Document excerpt:
Now here we are once again trying to make sense of party loyalists of both of the major parties who have grown tired of what they would describe as their respective party’s worn out positions and talking points.

Republicans, Democrats and a growing legion of independents are prosecuting open warfare against “the political establishment.” Voters of all stripes are stampeding away from their long-occupied bases. Republican Party Chair Reince Priebus and Democratic Party Chair Debbie Wasserman Schultz are, at least for the time being, irrelevant.

Evidence of the current party implosions abounds. Take the Republicans for example. Normally the predictable party of whom it’s been said, in contrast to Democrats who “fall in love” (see former upstart Barack Obama), Republicans “fall in line.”

Indeed the GOP seemed to be headed in that direction once again despite having to sort through 17 candidates. It was simply assumed that the ultimate in Republican establishment candidates, Jeb Bush, would merely ascend to his rightful place at the top of the heap and in turn would anoint one of the “also-rans” as the No. 2 person on the ticket.

Enter Donald Trump – anything but a GOP regular. While it was no doubt fun to have him around for a while Trump has missed his cue to leave. Not only that, but the Donald came with a list of past positions any one of which would have traditionally been fatal to one seeking the blessing of the Republican establishment.

Written problem A: List every person named in the excerpt on party discontent.
Written problem B: Reproduce the rows word for word, from the line containing "Can you see the blurred" through the end of the rows.

Collected data entries:
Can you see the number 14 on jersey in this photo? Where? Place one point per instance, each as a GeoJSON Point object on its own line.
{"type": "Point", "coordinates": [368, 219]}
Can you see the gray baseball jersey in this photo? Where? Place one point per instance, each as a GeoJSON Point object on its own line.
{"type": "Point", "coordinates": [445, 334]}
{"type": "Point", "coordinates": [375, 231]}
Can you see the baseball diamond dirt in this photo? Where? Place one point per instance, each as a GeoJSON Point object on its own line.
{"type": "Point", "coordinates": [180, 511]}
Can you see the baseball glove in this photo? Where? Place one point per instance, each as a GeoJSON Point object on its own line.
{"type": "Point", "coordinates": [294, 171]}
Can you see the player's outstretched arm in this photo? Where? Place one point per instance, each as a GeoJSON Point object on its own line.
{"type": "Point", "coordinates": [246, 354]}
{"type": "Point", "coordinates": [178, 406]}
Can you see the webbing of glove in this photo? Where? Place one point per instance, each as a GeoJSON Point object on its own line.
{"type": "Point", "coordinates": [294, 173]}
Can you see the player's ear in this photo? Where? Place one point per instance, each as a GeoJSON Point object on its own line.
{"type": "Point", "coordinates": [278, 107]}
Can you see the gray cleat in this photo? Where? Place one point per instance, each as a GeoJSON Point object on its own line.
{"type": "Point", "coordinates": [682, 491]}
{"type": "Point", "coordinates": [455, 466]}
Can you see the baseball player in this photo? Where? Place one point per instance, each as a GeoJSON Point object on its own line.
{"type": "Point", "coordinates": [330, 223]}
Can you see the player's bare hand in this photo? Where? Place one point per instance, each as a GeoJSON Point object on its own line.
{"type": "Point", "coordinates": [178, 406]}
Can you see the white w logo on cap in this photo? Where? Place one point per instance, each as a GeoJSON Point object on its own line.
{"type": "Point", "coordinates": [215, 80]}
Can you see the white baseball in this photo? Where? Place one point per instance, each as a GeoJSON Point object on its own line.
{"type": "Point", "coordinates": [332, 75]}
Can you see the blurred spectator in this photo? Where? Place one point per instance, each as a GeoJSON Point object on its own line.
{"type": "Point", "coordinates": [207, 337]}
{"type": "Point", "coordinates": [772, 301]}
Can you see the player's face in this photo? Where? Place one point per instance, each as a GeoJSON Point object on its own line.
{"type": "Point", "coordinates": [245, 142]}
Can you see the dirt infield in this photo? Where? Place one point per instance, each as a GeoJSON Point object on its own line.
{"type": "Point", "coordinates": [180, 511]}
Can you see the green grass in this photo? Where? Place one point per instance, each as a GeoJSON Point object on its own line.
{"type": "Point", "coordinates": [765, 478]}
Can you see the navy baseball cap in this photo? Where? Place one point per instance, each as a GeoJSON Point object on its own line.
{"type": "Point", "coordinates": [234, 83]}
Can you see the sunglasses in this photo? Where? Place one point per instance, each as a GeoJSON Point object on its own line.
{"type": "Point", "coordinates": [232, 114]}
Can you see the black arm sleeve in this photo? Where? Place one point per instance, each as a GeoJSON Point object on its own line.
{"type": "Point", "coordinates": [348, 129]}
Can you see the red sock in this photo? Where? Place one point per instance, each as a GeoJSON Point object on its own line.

Correct answer A:
Reince Priebus
Debbie Wasserman Schultz
Barack Obama
Jeb Bush
Donald Trump

Correct answer B:
Can you see the blurred spectator in this photo? Where? Place one point per instance, each as a GeoJSON Point object on its own line.
{"type": "Point", "coordinates": [207, 337]}
{"type": "Point", "coordinates": [772, 301]}
Can you see the player's face in this photo? Where? Place one point per instance, each as a GeoJSON Point object on its own line.
{"type": "Point", "coordinates": [245, 142]}
Can you see the dirt infield in this photo? Where? Place one point per instance, each as a GeoJSON Point object on its own line.
{"type": "Point", "coordinates": [180, 511]}
Can you see the green grass in this photo? Where? Place one point per instance, each as a GeoJSON Point object on its own line.
{"type": "Point", "coordinates": [765, 478]}
Can you see the navy baseball cap in this photo? Where? Place one point per instance, each as a GeoJSON Point object on its own line.
{"type": "Point", "coordinates": [234, 83]}
Can you see the sunglasses in this photo? Where? Place one point per instance, each as a GeoJSON Point object on its own line.
{"type": "Point", "coordinates": [232, 114]}
Can you see the black arm sleeve in this photo? Where? Place one point per instance, each as a GeoJSON Point object on its own line.
{"type": "Point", "coordinates": [348, 129]}
Can you see the red sock in this photo? Where? Place one point per instance, each as a GeoJSON Point object on its own line.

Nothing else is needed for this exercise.